» **Task to carry out**:
The response must consist of the lines below from the one with "Target: brick building facade" through the one with "Find the person", exactly as they appear and with both ends kept.

» **Information supplied**:
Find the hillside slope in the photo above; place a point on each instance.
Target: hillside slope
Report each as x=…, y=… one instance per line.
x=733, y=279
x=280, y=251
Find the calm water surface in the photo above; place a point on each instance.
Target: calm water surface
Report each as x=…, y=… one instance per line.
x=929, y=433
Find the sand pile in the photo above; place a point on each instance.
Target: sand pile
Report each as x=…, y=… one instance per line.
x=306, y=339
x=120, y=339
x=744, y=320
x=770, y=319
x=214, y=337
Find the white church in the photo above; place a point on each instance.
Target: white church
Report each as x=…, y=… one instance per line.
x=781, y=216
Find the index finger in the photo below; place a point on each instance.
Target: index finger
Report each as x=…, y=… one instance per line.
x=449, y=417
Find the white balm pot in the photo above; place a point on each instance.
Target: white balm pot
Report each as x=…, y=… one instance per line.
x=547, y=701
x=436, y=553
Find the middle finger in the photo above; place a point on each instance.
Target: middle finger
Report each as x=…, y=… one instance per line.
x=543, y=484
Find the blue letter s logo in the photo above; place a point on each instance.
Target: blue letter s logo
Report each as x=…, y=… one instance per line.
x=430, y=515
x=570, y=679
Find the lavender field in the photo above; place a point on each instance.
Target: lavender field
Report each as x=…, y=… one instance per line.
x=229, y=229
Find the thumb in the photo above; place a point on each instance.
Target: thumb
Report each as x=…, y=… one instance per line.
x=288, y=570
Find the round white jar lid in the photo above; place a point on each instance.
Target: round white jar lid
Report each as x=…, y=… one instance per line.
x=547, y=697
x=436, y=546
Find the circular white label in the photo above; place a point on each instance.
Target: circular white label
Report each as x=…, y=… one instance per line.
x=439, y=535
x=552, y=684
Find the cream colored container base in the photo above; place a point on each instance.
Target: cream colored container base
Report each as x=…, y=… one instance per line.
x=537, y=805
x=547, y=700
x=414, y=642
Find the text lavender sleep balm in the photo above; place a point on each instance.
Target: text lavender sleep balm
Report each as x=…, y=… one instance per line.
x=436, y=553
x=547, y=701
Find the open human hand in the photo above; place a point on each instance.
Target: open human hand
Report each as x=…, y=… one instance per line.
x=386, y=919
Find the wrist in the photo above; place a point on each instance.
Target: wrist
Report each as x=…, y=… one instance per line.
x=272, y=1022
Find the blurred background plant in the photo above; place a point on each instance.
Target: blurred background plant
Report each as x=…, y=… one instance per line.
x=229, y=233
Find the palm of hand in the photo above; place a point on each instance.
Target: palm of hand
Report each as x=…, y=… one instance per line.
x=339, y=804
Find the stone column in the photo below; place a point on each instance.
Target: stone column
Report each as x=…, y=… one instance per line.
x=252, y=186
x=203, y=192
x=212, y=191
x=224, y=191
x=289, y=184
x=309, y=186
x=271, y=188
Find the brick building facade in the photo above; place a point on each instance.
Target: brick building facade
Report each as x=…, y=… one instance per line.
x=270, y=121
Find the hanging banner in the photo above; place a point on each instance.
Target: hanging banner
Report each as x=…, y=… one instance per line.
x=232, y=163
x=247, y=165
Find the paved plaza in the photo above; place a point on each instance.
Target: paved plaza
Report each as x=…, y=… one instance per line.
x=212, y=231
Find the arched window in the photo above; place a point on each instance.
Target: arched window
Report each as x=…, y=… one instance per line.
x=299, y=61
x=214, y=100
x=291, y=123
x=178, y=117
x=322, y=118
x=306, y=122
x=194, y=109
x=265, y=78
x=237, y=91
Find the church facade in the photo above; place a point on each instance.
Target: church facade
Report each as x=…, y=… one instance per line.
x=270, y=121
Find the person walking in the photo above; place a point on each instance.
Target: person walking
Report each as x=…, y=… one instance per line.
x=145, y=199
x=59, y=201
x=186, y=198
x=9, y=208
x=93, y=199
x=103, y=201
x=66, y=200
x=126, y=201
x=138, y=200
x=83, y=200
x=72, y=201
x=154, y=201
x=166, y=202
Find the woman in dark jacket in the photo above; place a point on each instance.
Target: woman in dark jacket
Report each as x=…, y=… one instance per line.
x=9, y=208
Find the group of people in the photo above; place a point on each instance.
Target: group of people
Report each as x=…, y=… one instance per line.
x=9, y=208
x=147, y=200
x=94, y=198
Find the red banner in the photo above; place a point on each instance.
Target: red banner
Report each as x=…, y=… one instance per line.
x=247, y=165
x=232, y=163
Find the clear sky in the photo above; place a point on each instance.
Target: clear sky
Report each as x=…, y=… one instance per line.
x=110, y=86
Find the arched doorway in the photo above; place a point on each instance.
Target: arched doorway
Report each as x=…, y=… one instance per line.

» **Answer to the exercise**:
Target: brick building facade
Report each as x=…, y=… one instance per line.
x=270, y=121
Find the hanging banner in the photo above; place a point on each instance.
Target: hanging banner
Report each as x=…, y=… one instance per line.
x=232, y=163
x=247, y=165
Find the paved plaza in the photo above; place a point on each instance.
Target: paved plaza
Report each as x=…, y=… one instance per line.
x=212, y=231
Find the arched window in the photo above; place a point on each instance.
Target: arched window
Report each as x=…, y=… one instance per line.
x=299, y=61
x=214, y=100
x=291, y=123
x=178, y=117
x=322, y=118
x=306, y=122
x=194, y=109
x=265, y=78
x=237, y=91
Find the church facade in the photo above; place a point on each instance.
Target: church facade
Report each as x=…, y=… one instance per line.
x=270, y=121
Find the person walking in the photo above; place a point on each instance.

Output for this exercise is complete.